-- EXERCISE AIM --
The answer must be every line below that contains the string "green".

======== SUPPLIED RECORDS ========

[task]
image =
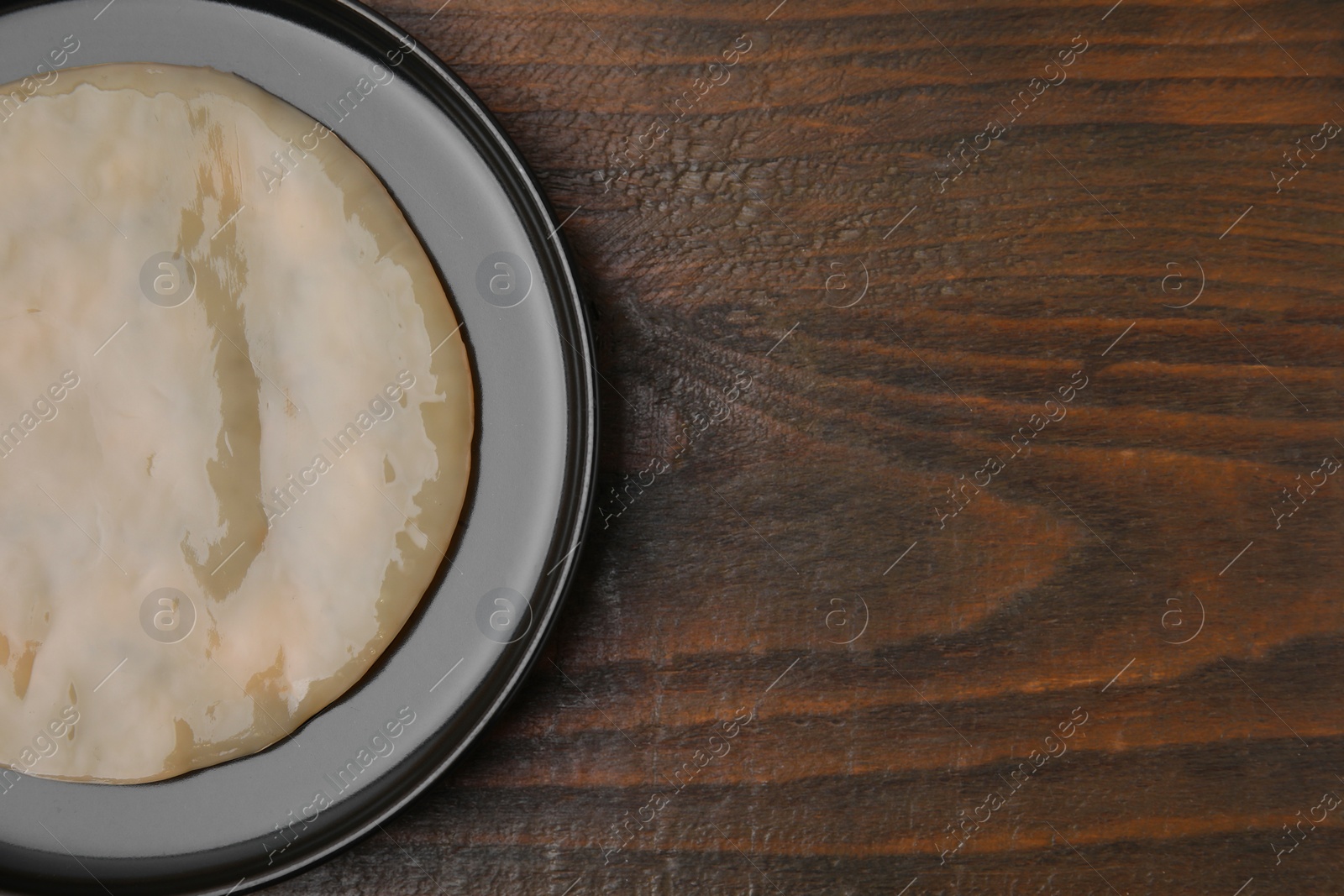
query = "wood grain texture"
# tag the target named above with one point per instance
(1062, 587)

========
======== SUPPLIED RECORDS ========

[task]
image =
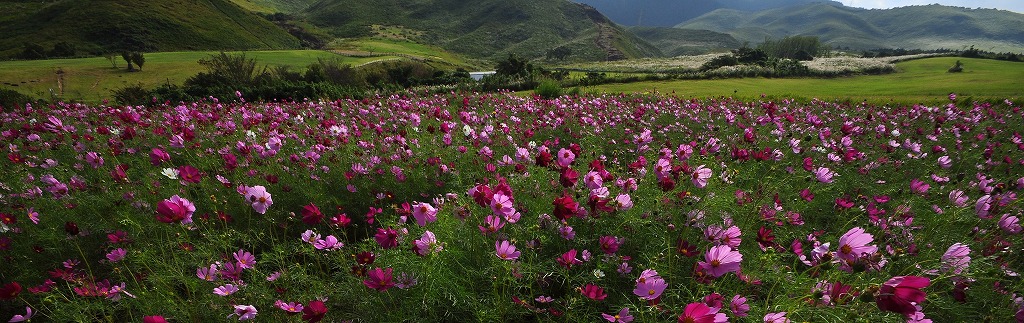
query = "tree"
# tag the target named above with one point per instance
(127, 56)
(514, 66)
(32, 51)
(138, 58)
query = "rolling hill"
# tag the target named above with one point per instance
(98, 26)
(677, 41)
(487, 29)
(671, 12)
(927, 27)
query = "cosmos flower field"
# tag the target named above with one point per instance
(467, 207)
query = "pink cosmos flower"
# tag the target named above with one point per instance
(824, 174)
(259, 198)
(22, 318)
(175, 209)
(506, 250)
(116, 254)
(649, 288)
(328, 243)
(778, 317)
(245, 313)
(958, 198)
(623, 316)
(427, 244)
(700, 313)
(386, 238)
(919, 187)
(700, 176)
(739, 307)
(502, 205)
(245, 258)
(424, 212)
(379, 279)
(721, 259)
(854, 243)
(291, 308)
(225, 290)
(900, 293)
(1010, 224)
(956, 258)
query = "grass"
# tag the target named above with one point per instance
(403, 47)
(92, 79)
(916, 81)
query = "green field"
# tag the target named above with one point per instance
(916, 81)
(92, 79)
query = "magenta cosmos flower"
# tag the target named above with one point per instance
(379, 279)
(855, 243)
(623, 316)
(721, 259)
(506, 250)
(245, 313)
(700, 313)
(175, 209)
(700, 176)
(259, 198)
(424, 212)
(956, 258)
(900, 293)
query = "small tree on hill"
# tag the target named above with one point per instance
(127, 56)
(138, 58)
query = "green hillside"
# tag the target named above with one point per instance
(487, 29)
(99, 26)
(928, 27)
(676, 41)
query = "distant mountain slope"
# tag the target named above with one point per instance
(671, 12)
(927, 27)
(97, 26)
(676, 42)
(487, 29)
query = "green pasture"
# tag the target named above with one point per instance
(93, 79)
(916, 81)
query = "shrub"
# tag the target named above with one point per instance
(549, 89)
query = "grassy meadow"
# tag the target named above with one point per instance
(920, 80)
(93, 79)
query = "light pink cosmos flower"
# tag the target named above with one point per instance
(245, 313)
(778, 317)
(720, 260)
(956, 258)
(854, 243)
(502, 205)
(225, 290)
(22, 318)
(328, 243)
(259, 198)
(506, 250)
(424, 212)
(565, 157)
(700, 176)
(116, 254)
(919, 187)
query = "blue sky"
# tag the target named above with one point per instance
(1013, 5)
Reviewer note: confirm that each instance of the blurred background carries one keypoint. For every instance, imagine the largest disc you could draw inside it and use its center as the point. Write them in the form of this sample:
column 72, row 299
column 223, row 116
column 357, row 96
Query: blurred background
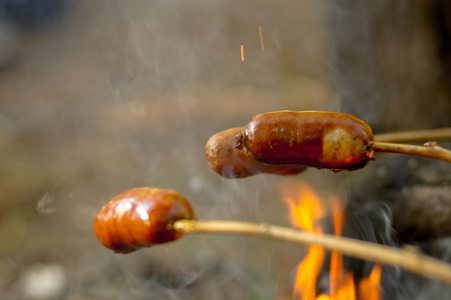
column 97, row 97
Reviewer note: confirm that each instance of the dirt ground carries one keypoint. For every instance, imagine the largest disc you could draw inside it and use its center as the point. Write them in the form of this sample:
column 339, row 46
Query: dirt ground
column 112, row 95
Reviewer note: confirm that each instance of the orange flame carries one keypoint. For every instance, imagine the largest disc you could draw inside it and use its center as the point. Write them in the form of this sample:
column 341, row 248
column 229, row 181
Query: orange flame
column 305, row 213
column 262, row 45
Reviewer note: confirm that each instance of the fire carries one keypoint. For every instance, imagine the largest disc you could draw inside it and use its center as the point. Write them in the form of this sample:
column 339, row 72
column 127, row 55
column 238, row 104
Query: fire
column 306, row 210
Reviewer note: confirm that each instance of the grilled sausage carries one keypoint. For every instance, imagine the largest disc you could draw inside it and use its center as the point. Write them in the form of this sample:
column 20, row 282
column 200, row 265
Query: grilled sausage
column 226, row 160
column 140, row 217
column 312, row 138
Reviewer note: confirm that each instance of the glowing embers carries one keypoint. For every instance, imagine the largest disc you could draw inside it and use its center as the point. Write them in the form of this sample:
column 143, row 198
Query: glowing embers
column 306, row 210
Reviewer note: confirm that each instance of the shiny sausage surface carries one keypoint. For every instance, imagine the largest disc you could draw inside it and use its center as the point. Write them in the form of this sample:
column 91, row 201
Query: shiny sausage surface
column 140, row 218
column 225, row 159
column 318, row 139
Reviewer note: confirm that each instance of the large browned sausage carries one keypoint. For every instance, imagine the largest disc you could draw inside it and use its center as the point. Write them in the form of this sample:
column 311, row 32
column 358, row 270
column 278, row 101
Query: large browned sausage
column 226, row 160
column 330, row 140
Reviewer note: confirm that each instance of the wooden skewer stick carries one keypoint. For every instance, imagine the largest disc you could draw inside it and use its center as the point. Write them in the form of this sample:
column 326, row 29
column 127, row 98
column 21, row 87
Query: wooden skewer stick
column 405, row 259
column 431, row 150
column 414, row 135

========

-- SOLUTION TO THIS TASK --
query = "green field"
query = "green hillside"
query = "green pasture"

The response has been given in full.